**** Data to examine
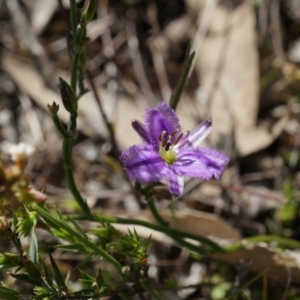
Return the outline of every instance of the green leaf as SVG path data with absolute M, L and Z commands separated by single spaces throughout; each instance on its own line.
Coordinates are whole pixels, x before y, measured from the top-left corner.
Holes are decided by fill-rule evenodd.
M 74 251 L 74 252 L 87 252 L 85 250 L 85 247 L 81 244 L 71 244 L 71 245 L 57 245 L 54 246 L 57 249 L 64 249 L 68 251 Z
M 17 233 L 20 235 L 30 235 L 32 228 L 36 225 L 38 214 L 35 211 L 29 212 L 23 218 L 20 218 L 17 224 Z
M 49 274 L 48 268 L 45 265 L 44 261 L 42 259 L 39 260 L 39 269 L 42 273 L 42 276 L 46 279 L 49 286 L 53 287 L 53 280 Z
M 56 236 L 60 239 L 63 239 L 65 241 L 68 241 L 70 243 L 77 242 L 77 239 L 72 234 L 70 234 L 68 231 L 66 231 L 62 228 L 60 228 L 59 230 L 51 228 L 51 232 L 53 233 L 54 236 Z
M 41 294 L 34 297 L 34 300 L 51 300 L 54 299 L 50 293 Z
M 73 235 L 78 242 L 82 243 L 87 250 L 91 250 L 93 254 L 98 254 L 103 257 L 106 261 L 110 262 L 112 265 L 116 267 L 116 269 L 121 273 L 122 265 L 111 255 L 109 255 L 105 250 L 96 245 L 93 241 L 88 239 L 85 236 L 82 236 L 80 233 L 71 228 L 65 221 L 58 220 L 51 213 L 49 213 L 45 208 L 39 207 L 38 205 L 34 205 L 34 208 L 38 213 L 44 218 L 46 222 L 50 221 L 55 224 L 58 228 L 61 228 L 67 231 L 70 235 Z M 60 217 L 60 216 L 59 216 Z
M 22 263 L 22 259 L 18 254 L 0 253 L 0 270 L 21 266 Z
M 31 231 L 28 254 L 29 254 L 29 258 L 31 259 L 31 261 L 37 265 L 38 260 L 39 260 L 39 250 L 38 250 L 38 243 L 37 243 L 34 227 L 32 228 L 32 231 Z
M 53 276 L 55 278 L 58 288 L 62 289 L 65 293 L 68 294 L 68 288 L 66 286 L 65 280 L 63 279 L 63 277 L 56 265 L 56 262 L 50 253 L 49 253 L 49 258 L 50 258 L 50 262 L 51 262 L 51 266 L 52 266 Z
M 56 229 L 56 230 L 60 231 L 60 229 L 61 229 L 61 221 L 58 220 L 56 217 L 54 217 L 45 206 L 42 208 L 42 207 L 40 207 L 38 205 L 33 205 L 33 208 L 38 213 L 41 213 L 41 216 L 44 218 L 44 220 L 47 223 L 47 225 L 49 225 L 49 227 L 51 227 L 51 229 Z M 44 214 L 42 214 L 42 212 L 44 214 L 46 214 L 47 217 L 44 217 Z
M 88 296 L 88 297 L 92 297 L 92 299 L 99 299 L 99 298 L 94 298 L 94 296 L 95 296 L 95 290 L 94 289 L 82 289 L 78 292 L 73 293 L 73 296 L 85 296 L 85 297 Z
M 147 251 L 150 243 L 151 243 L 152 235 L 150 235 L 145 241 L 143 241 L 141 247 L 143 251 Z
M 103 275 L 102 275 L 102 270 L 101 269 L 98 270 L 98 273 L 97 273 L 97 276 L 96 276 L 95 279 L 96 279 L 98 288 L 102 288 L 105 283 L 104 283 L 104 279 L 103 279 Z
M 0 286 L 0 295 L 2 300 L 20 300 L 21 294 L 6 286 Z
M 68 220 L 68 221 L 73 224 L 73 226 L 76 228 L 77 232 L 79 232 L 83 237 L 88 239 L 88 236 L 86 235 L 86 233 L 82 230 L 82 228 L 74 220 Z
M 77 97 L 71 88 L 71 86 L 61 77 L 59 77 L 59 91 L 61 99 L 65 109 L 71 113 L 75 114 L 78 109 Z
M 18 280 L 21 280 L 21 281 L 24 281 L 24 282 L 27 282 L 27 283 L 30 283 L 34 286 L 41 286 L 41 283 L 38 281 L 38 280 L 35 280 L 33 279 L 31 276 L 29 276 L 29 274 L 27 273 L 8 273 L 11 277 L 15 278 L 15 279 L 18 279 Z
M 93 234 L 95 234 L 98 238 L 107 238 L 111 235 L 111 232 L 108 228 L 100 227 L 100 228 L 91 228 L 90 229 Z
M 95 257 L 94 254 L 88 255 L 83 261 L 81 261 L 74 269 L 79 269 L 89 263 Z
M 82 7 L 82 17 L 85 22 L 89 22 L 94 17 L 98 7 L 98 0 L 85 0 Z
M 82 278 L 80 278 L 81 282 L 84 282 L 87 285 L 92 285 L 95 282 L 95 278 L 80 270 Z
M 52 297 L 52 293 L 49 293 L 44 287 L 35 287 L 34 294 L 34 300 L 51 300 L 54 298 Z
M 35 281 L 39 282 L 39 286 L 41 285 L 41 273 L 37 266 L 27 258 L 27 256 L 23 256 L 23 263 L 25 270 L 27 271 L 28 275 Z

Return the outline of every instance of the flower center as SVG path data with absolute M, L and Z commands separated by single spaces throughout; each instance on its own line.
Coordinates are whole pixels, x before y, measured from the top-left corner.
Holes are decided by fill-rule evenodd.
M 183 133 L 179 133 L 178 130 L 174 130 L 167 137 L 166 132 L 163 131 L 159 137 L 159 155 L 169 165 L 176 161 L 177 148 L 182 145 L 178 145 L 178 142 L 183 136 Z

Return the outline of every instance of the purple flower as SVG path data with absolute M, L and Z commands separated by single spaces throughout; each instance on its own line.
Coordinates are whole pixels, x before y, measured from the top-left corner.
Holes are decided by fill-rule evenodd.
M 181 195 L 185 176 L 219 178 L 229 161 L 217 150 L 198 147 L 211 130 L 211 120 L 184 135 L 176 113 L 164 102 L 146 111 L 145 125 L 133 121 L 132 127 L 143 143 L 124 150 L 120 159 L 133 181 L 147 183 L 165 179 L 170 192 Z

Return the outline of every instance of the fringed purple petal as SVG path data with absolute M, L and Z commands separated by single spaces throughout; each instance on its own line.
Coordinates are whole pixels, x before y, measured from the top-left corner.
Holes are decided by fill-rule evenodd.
********
What is being asked
In your copy, include no pictures, but reproduce all records exactly.

Exercise solution
Return the outline of every instance of the green leaf as SVG path data with absolute M, L and Z commands separated by single spaces throughout; each instance on its own line.
Coordinates are whole pixels, x before y, measured from the top-left corner.
Holes are decided by fill-rule evenodd.
M 74 251 L 74 252 L 87 252 L 85 250 L 85 247 L 81 244 L 71 244 L 71 245 L 57 245 L 54 246 L 57 249 L 64 249 L 68 251 Z
M 17 233 L 20 235 L 30 235 L 32 228 L 36 225 L 38 214 L 35 211 L 29 212 L 23 218 L 20 218 L 17 224 Z
M 49 274 L 48 268 L 45 265 L 44 261 L 42 259 L 39 260 L 39 269 L 42 273 L 42 276 L 46 279 L 49 286 L 53 287 L 53 280 Z
M 56 236 L 60 239 L 63 239 L 65 241 L 68 241 L 70 243 L 77 242 L 77 239 L 72 234 L 70 234 L 68 231 L 66 231 L 62 228 L 60 228 L 59 230 L 51 228 L 51 232 L 53 233 L 54 236 Z
M 41 294 L 34 297 L 34 300 L 51 300 L 54 299 L 50 293 Z
M 73 235 L 78 242 L 82 243 L 87 250 L 91 250 L 93 254 L 98 254 L 103 257 L 106 261 L 110 262 L 112 265 L 116 267 L 116 269 L 121 273 L 122 265 L 111 255 L 109 255 L 105 250 L 96 245 L 93 241 L 88 239 L 85 236 L 82 236 L 80 233 L 71 228 L 65 221 L 58 220 L 51 213 L 49 213 L 45 208 L 39 207 L 38 205 L 34 205 L 34 208 L 38 213 L 44 218 L 46 222 L 50 221 L 55 224 L 58 228 L 61 228 L 67 231 L 70 235 Z M 60 217 L 60 216 L 59 216 Z
M 22 263 L 22 259 L 18 254 L 0 253 L 0 270 L 21 266 Z
M 31 231 L 28 254 L 29 254 L 29 258 L 31 259 L 31 261 L 37 265 L 38 260 L 39 260 L 39 250 L 38 250 L 38 243 L 37 243 L 34 227 L 32 228 L 32 231 Z
M 53 276 L 55 278 L 58 288 L 62 289 L 65 293 L 68 294 L 68 288 L 66 286 L 65 280 L 63 279 L 63 277 L 56 265 L 56 262 L 50 253 L 49 253 L 49 258 L 50 258 L 50 262 L 51 262 L 51 266 L 52 266 Z
M 56 229 L 56 230 L 60 231 L 60 229 L 61 229 L 61 221 L 58 220 L 56 217 L 54 217 L 45 206 L 42 208 L 42 207 L 40 207 L 38 205 L 33 205 L 33 208 L 38 213 L 41 213 L 41 216 L 44 218 L 44 220 L 47 223 L 47 225 L 49 225 L 49 227 L 51 227 L 51 229 Z M 44 214 L 42 214 L 42 212 L 44 214 L 46 214 L 47 217 L 44 217 Z
M 88 296 L 88 297 L 92 297 L 92 299 L 99 299 L 99 298 L 94 298 L 94 296 L 95 296 L 95 290 L 94 289 L 82 289 L 78 292 L 73 293 L 73 296 L 85 296 L 85 297 Z
M 147 251 L 150 243 L 151 243 L 152 235 L 150 235 L 145 241 L 143 241 L 141 247 L 143 251 Z
M 103 275 L 102 275 L 102 270 L 101 269 L 98 270 L 98 273 L 97 273 L 97 276 L 96 276 L 95 279 L 96 279 L 98 288 L 102 288 L 105 283 L 104 283 L 104 279 L 103 279 Z
M 0 286 L 0 295 L 2 300 L 20 300 L 21 294 L 6 286 Z
M 68 220 L 68 221 L 73 224 L 73 226 L 76 228 L 77 232 L 79 232 L 83 237 L 88 239 L 88 236 L 86 235 L 86 233 L 82 230 L 82 228 L 74 220 Z
M 77 97 L 71 88 L 71 86 L 61 77 L 59 77 L 59 91 L 61 99 L 65 109 L 71 113 L 75 114 L 78 109 Z
M 18 280 L 21 280 L 21 281 L 24 281 L 24 282 L 27 282 L 27 283 L 30 283 L 34 286 L 41 286 L 41 283 L 38 281 L 38 280 L 35 280 L 33 279 L 31 276 L 29 276 L 29 274 L 27 273 L 8 273 L 11 277 L 15 278 L 15 279 L 18 279 Z
M 93 234 L 95 234 L 98 238 L 107 238 L 111 235 L 111 232 L 108 228 L 100 227 L 100 228 L 91 228 L 90 229 Z
M 95 257 L 94 254 L 88 255 L 83 261 L 81 261 L 74 269 L 79 269 L 89 263 Z
M 82 7 L 82 17 L 85 22 L 89 22 L 94 17 L 98 7 L 98 0 L 85 0 Z
M 82 278 L 80 278 L 81 282 L 84 282 L 87 285 L 92 285 L 95 282 L 95 278 L 80 270 Z
M 52 297 L 52 293 L 49 293 L 44 287 L 35 287 L 34 294 L 34 300 L 51 300 L 54 298 Z
M 35 281 L 39 282 L 39 286 L 41 285 L 41 273 L 37 266 L 27 258 L 27 256 L 23 256 L 23 263 L 25 270 L 27 271 L 28 275 Z

Return the outline of every instance of the flower center as SVG path data with absolute M, L and Z commands separated by single spaces throughout; each instance on its own line.
Coordinates are whole pixels, x before y, measured from the top-left corner.
Holes are decided by fill-rule evenodd.
M 183 133 L 179 133 L 178 130 L 174 130 L 167 137 L 166 132 L 163 131 L 159 137 L 159 155 L 169 165 L 176 161 L 177 148 L 182 145 L 178 145 L 178 142 L 183 136 Z

Return the outline of every instance of the purple flower as SVG path data with absolute M, L and Z commands separated by single spaces throughout; each instance on its own line.
Coordinates are whole pixels, x before y, measured from the top-left corner.
Holes are decided by fill-rule evenodd.
M 181 195 L 185 176 L 219 178 L 229 161 L 217 150 L 198 147 L 211 130 L 211 120 L 184 135 L 176 113 L 164 102 L 146 111 L 145 125 L 133 121 L 132 127 L 143 143 L 124 150 L 120 159 L 133 181 L 147 183 L 165 179 L 170 192 Z

Return the outline of every instance of the fringed purple petal as SVG path data with absolute M, L and Z commands separated by single spaces throughout; each instance on its own line.
Coordinates are whole pixels, x before y, measured from the top-left corner.
Holes are decided by fill-rule evenodd.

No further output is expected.